Tasks to complete:
a) Reproduce the thread on goats in a kidding pen from "Thanks for the" up to and including "getting colostrum still?", switching "colostrum" to "first milk".
b) Proceed with the thread on goats in a kidding pen, starting right after its final line.

# Start of Passage

# # of goats in a kidding pen



## rtdoyer (May 6, 2010)

We have two Alpine girls who are both due the first week of April. Right now they live with two wethers of the same age. The boys are with them as they are the runts of the herd. My question, does each doe need her own kidding pen? Should the boys be moved? Once they kid and the babies are moved to a new pen can the boys go back in? They all play and I guess I wonder if they will settle down after kidding when they have a big udder. 
Tonia


----------



## TDG-Farms (Jul 12, 2013)

Adult goats are not usually mean to babies. Thou some mama's get a bit testy with babies that are not theirs. Or if you have a mean goat that takes bites or cheap shots, that will tend to roll over and be projected onto babies. A herd boss with a mean streak can do some nasty things. But overall I wouldnt worry to much, but keep an eye on the lot of em to make sure especially if anyone has horns. Here, we have 2 places were we can put does who are kidding if they are on the lower end of the pecking order. Just so they can have peace and not get ran off or kid in a dirty spot. But these area are right next or even in the main barn. It doesnt take to long for a goat to lose their rank when separated from their pen mates. We may leave them in this small pen area for a day or so depending on how lively the babies are. If they are up and nursing and in good spirits, we will let em out early. Never have penned mature wethers with babies so cant speak on that but again, would just depend on the animals personality I would guess.


----------



## rtdoyer (May 6, 2010)

Thanks for the reply. We don't have any horned goats. Do you pull your babies right away and start bottle feeding or do you let the kids stay with the moms for a few days so they can have colostrum? If you pull that day, won't they get colostrum in the first few milkings that you do? If you milk and put that milk right back in to a bottle, are the kids getting colostrum still?
Tonia


----------



## TDG-Farms (Jul 12, 2013)

# End of Passage
# Start of Entries

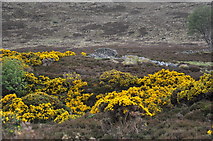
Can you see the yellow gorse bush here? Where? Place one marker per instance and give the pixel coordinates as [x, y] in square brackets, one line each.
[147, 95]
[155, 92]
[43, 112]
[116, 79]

# End of Entries

The replies:
a)
Thanks for the reply. We don't have any horned goats. Do you pull your babies right away and start bottle feeding or do you let the kids stay with the moms for a few days so they can have first milk? If you pull that day, won't they get first milk in the first few milkings that you do? If you milk and put that milk right back in to a bottle, are the kids getting first milk still?

b)
For the babies we pull we tend to pull them right away OR being a clean herd we have the option to leave em on mom for the first day or two. But its easier on the moms to pull em right away as they havent had a chance to bond to their babies. OR another thing that we are finiding works well if you have a little extra time to put into it, you can "shark" the kids. Let the mom have em the first few days to even 2 weeks, then pull the kids. Then instead of bottle feeding the kids all the time, you bring them back to their mom to nurse and then take the remaining milk for the bottle feeding. Then put the babies back in their separate pen. This works as long as the kids are tamed down during that time with their moms. Its kinda hard to get worked out at first but once its working, it works very well. Kids and moms still get to be together for the most part and you get tame kids by bottle feeding them also. At some point when the kids are totally tame, you can stop the bottle feeding and just "shark" them on their moms. It takes alot of planning and feeling out thats for sure and we are still working it out ourselves. Here with so many animals, we still test each year just to play it safe. So before Id suggest doing this method, if you have any doubts, test before the kidding season starts. For us its just gives piece of mind and the ability to say CAE neg


----------



## Rex (Nov 30, 2008)

Grown wethers will hurt small kids. Bashing them into the corners and generally picking on them any time mom is not nearby. Best to keep them seperated until they are big enough to fend for themselves.


----------



## Cazz (Jun 9, 2010)

Hi Tonia,
Just adding my two bobs worth 
For me, I have found by far the best method for raising kids, is to take them at birth, put them just over a short wall so the mum can lick and bond with them and bottle feed them. After two-five days (depending on the nature of the doe) the kids can be safely let out, will not drink, but are well bonded to their mums  You get lovely friendly kids, you get to decide how much milk they get and also know how much the mum is making, while they are raised in a natural way by their mum so are well established in the herd and happy when you are not there as their mum looks after them, while you don't have to worry about separate pens etc. while they grow up.  I have posted quite a bit of info on this forum about how much and how often I feed the babies, so if you search my posts it should be pretty easy to find 
In regards to the actual kidding, I would definitely take them away from the wethers, but depending on how well the mums get along together and big the pen is, they should be fine together. I have had three does at the most in a pen, and they were all fine, but the pen needs to have at least 2m by 2m per doe unless they are closely bonded or very docile.
Regarding the wethers, it also depends on the size of the pen and the nature of he wethers. Without horns on them and with plenty of space for the babies to get out of the way, they should be fine. We have thirty goats of all ages, sizes and breeds in the same area together here (and they also mingle every day with chickens, ducks, sheep, ponies, dogs and an alpaca) and after three-six days old (depending on how soon they have been allowed in with their mum - normally the day after they go back together) they all go back in with the herd. Normally they get on fine as most of the goats remember their prior order with not much hassle.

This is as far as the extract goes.